> [Enunciado]: Dê seguimento ao texto sobre as instituições brasileiras e os auxílios do Judiciário, escrevendo a parte que vem depois da sua última frase.

> [Texto]:
▬▬▬
JOSÉ PASTORE - Professor da Universidade de São Paulo e membro da Academia Paulista de Letras. É presidente do Conselho de Emprego e Relações do Trabalho da Fecomercio-SP
Uma democracia é saudável quando nenhum Poder tem força para fazer o que quer e muito menos para dobrar os outros Poderes. Como diz Joaquim Falcão, a democracia funciona quando eu controlo você e você me controla. Essa é a função das instituições. A cada dia, leio na imprensa que as instituições do Brasil funcionam bem. Tenho dúvidas. Tome o Poder Judiciário. Há ali inúmeros exemplos de ações que premiam descaradamente os seus integrantes (magistrados) à custa dos recursos da coletividade. A lista de penduricalhos não tributados é enorme: auxílio-moradia, auxílio-transporte, vale locomoção, auxílio-funeral, auxílio-paletó, auxílio-livro e até auxílio peru. Esses auxílios são criados pelos próprios juízes, os mesmos que conseguiram ficar de fora na PEC 32/2020, que trata da reforma administrativa.
▬▬▬
> [Dados fornecidos]:
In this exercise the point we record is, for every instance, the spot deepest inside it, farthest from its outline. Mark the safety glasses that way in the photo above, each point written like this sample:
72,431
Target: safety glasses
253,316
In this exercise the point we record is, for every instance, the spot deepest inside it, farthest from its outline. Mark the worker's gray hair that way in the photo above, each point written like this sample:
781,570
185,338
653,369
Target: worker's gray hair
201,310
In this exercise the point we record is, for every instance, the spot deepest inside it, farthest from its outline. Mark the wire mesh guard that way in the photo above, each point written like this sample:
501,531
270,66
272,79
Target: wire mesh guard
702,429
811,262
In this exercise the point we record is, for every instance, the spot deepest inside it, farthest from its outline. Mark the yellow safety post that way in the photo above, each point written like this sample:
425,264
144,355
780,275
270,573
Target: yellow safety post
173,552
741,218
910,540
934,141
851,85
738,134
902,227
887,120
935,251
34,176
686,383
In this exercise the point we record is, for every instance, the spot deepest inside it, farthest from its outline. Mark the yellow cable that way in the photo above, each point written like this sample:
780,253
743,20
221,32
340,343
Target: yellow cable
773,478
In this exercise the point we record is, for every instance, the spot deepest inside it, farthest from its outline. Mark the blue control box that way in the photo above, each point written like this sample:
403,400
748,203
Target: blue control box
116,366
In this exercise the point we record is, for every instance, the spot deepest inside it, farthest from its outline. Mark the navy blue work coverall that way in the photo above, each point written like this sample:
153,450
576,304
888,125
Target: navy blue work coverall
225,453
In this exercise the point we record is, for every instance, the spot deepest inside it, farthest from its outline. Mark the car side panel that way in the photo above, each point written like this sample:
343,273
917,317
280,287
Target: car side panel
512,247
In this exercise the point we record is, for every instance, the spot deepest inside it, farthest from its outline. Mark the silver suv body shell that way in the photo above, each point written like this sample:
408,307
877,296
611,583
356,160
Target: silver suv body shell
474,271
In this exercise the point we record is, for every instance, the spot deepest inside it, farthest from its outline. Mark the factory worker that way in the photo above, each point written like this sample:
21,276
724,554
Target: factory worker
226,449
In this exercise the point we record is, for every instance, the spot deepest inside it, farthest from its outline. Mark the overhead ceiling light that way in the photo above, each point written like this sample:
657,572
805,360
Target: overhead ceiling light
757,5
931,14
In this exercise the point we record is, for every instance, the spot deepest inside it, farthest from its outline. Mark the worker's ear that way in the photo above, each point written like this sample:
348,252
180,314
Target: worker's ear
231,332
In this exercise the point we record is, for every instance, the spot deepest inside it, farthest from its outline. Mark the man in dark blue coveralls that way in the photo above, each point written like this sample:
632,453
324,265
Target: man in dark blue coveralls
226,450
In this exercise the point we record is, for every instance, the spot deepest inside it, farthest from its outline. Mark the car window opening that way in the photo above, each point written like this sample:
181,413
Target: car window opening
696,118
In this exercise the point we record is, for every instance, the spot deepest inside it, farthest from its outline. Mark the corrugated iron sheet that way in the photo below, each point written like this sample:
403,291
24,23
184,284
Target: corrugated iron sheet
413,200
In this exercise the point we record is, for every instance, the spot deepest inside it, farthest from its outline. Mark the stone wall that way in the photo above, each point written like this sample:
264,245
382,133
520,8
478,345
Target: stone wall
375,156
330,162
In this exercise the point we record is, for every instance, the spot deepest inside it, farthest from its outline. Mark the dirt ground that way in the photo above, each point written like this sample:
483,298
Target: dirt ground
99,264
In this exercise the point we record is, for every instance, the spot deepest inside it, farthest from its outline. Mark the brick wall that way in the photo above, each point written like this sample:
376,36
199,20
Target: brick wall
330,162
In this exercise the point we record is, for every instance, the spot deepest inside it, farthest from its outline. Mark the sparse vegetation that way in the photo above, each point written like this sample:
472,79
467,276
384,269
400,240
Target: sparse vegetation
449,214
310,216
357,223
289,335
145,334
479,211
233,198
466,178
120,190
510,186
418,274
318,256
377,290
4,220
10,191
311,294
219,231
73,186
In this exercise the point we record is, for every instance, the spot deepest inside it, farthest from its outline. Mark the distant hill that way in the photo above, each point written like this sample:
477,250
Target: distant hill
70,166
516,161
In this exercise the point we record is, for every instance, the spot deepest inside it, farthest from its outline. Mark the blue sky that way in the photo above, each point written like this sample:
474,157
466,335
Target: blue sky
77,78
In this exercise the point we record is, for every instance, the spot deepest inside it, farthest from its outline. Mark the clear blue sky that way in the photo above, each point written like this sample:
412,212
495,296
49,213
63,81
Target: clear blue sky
▬▬▬
> [Resposta]:
O Poder Legislativo não fica atrás. O Brasil está repleto de leis extrativistas — que extraem recursos da coletividade para atender interesses de minorias. Com base na Lei nº 13.464, aprovada pelo Congresso Nacional em 2017, os auditores-fiscais passaram a receber um “bônus de eficiência” de R$ 3 mil mensais que se estende a todos os servidores, inclusive os inativos — posteriormente sancionado pela Advocacia-Geral da União e Tribunal de Contas da União.
Há casos que não envolvem dinheiro, mas que criam privilégios incompreensíveis. Com base na Lei nº 7.210/1984, Suzane von Richthofen, condenada por ter mandado matar a mãe e o pai, todos os anos tem autorização para sair do presídio no Dia das Mães e no Dia dos Pais. Alexandre Nardoni e Anna Carolina Jatobá, responsáveis por jogar do sexto andar a menor Izabela Nardoni, igualmente saem da prisão no Dia da Criança.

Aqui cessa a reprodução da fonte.